Segment Start: SUPPLIED MATERIAL

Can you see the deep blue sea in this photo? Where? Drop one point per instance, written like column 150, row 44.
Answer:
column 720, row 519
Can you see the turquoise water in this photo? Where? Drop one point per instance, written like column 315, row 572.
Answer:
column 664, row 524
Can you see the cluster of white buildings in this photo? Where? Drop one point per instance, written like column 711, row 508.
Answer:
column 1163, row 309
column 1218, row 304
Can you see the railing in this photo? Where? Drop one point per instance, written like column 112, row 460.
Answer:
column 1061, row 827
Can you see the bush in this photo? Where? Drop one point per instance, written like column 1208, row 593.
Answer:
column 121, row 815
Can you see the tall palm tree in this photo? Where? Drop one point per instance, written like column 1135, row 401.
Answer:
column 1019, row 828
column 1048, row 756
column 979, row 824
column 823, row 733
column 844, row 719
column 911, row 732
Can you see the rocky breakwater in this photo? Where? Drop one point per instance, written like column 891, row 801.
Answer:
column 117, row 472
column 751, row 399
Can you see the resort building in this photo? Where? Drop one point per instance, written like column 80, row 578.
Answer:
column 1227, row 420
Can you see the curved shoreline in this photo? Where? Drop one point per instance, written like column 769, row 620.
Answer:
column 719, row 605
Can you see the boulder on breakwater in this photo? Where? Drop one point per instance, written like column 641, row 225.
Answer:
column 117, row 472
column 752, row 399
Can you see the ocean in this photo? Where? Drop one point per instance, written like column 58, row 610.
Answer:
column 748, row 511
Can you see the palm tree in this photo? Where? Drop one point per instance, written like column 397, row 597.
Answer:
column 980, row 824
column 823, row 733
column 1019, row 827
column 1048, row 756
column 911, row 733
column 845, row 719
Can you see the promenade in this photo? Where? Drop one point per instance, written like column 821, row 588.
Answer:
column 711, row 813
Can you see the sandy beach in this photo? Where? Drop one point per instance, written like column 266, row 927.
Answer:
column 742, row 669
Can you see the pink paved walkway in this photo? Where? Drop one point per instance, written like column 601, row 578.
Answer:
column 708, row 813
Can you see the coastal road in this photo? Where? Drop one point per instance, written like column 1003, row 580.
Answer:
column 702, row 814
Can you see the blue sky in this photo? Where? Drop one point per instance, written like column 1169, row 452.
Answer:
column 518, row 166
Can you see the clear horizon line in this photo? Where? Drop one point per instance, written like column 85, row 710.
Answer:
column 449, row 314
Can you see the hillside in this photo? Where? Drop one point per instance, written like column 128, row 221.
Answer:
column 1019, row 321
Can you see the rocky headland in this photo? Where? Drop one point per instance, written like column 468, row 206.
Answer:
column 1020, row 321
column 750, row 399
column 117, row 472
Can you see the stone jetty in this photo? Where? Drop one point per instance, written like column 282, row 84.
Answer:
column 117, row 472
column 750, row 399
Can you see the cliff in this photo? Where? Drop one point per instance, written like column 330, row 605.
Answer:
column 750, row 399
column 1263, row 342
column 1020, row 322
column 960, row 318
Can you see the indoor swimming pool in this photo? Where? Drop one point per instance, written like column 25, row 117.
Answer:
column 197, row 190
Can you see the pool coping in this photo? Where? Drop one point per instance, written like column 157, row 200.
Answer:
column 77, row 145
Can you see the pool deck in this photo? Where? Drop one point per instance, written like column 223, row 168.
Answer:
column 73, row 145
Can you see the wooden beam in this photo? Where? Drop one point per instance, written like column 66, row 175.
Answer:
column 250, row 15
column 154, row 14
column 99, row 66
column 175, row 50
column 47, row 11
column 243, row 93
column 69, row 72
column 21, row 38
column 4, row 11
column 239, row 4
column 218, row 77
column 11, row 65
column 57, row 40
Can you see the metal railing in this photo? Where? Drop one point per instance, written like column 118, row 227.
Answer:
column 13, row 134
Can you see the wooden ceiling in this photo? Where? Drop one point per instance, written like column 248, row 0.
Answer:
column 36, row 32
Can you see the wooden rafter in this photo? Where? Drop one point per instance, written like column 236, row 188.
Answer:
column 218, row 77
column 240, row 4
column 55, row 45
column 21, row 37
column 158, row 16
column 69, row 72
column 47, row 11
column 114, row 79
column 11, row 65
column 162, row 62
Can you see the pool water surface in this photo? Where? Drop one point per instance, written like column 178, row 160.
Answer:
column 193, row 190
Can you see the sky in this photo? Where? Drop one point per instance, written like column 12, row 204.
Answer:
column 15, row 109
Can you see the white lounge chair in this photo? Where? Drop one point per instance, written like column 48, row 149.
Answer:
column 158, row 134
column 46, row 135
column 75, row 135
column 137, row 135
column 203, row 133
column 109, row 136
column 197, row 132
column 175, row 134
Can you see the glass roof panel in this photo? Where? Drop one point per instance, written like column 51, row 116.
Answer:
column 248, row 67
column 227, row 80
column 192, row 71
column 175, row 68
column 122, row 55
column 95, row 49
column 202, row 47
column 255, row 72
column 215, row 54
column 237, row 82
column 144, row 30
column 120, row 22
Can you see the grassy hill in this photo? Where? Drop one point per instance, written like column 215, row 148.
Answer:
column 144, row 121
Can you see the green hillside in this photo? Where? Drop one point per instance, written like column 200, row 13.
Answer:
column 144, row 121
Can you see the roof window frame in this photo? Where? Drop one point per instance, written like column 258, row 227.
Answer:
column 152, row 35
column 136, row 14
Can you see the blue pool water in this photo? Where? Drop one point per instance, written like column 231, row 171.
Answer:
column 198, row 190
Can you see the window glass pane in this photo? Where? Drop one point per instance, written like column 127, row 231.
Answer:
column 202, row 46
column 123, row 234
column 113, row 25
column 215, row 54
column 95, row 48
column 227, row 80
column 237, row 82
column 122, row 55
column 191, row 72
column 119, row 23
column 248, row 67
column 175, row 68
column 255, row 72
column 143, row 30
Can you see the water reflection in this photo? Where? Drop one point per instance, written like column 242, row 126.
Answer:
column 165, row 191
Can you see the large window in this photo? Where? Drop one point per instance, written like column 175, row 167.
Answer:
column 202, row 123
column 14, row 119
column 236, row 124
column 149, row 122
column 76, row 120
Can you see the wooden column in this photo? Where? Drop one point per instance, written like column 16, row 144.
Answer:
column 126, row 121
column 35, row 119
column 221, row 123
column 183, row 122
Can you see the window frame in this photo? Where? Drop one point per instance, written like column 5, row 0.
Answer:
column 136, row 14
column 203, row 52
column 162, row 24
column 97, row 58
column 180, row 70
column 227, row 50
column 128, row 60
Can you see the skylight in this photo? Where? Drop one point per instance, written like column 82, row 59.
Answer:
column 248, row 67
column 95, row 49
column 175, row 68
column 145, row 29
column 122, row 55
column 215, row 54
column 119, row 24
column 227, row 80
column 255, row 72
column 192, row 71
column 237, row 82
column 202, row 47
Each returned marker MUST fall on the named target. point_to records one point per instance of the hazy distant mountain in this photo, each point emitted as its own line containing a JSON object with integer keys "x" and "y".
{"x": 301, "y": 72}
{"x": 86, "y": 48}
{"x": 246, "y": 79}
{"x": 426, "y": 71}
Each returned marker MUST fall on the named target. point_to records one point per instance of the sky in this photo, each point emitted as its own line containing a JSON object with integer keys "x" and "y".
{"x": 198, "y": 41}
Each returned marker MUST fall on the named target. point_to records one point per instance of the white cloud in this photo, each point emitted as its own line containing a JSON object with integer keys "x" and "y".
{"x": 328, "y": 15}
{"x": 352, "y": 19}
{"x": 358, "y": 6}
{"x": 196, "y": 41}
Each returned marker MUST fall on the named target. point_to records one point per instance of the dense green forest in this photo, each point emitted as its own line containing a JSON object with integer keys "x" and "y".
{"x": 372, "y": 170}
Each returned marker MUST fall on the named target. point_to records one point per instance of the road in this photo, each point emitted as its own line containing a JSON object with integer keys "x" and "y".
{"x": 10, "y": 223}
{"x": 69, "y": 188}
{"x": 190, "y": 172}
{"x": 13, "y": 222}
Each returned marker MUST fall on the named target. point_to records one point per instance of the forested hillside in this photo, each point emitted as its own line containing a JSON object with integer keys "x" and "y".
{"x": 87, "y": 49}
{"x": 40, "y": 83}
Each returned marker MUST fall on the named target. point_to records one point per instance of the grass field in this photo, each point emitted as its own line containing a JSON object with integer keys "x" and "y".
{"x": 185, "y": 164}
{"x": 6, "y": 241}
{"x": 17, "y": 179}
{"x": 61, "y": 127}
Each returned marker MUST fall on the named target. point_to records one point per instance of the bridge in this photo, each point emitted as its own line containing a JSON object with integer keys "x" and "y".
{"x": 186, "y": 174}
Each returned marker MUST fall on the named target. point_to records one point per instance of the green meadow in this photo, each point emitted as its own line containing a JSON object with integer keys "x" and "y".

Segment End: SUPPLIED MATERIAL

→ TASK DESCRIPTION
Which lines above carry the string "wooden"? Copy those lines.

→ RESULT OF THIS TASK
Can you see the wooden beam in this photo? Where? Drop one point per instance, written like column 66, row 175.
Can you see the wooden ceiling in this photo? Where? Drop one point per instance, written like column 248, row 0.
Can you see the wooden rafter in this photo? Where? Drop one point per instance, written like column 236, row 188.
Can you see the wooden column in this photo? Where? Drop one point per instance, written like column 16, row 144.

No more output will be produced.